- Extracted text
An unnamed source for Politico said the proposed MHS budget plan, “Imperils the ability to support our combat forces overseas.”

That Politico source said Esper’s moves also weaken the military’s ability to protect the health of active-duty troops stationed abroad. The source said, “They’re actively pushing very skilled medical people out the door.”

A Pentagon spokesman offered a defense of the budget proposal in the Politico story, saying the Pentagon was continuing to assess the idea.

“The MHS will not waver from its mission to provide a ready medical force and a medically ready force,” Pentagon spokesperson Lisa Lawrence told Politico. “Any potential changes to the health system will only be pursued in a manner that ensures its ability to continue to support the Department’s operational requirements and to maintain our beneficiaries access to quality health care.”

Following the release of the Politico report, Pentagon spokesman Jonathan Hoffman still said, in a series of tweets, that the story was “inaccurate and incomplete.”

“Today’s story by @politico regarding cuts to military healthcare is inaccurate and incomplete. Secretary Esper has neither directed nor reviewed, let alone approved, any cuts to military healthcare in the upcoming budget and the FYDP,” Hoffman tweeted.

Despite the Pentagon’s comment, the news of the potential cut to the MHS sparked controversy. During the first night of the Democratic National Convention, Joe Biden tweeted criticism for Trump and Esper over the report.

“Secretary Esper and President Trump, it’s a president’s job to protect the health and safety of our troops and their families,” Biden tweeted. “Gutting the military health care system — no less during a global pandemic — is unacceptable.”

Esper responded to the report with his own tweet, saying no cuts to the MHS had been approved and reiterating the previous Pentagon claims that the story is inaccurate.

“As we stated yesterday in response to an inaccurate story, I have not directed or approved any cuts to our military healthcare system in our future budgets,” Esper said. “Furthermore I will not allow any reductions that would harm access to quality medical care for our service members, their families, and our larger DOD community. Our goal remains to ensure a medically fit fighting force and a highly trained and capable military cadre. — Dr. Mark T. Esper. Secretary of Defense.”

Trump’s tweet, which came several hours after Biden’s criticism, suggested he had rejected the budget cut idea at whatever stage it was being considered.

- Action item
Write out, word for word, the stretch of the article on proposed military health care cuts from "That Politico source" through "assess the idea.".

- Input data
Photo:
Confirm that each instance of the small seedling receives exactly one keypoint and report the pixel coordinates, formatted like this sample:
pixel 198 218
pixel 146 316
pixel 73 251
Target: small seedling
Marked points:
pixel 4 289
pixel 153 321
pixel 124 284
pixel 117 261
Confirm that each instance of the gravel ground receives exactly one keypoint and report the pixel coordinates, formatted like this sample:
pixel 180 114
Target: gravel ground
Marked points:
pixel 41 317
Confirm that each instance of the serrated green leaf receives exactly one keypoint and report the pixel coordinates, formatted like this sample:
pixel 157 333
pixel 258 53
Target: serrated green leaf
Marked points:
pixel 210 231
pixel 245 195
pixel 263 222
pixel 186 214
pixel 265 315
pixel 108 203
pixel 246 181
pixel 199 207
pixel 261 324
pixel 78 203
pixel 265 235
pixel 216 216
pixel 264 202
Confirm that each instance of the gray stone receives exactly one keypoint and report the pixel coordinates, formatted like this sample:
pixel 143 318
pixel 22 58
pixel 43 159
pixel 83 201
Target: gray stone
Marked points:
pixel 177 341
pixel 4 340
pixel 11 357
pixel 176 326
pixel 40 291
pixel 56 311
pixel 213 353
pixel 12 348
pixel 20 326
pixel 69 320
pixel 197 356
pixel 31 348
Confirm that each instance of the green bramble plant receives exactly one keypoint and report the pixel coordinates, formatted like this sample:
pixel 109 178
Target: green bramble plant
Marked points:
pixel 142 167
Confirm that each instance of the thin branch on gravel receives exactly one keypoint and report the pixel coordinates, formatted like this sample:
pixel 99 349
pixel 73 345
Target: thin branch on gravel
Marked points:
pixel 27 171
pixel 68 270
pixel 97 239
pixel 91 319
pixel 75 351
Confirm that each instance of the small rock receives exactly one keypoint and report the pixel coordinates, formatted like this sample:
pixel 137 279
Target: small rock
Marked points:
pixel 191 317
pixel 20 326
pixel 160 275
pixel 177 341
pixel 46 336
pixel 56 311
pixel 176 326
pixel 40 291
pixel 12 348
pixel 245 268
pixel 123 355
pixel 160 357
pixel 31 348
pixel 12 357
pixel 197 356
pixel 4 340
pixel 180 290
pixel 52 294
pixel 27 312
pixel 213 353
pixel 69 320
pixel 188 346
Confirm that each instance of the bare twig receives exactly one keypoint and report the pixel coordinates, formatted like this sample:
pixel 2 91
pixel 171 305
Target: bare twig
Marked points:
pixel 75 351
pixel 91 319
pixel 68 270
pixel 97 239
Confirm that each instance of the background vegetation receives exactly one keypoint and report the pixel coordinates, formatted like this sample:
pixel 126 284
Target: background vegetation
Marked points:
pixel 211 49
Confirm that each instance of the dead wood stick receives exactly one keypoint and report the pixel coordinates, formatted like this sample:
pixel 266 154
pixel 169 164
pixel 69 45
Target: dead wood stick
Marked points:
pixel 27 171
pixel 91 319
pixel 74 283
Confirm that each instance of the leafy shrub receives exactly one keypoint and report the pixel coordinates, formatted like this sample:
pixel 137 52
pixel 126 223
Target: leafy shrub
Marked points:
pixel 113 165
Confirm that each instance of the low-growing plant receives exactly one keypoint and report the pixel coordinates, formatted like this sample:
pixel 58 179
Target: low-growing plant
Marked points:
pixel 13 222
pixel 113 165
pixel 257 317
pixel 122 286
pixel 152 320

- Solution
That Politico source said Esper’s moves also weaken the military’s ability to protect the health of active-duty troops stationed abroad. The source said, “They’re actively pushing very skilled medical people out the door.”

A Pentagon spokesman offered a defense of the budget proposal in the Politico story, saying the Pentagon was continuing to assess the idea.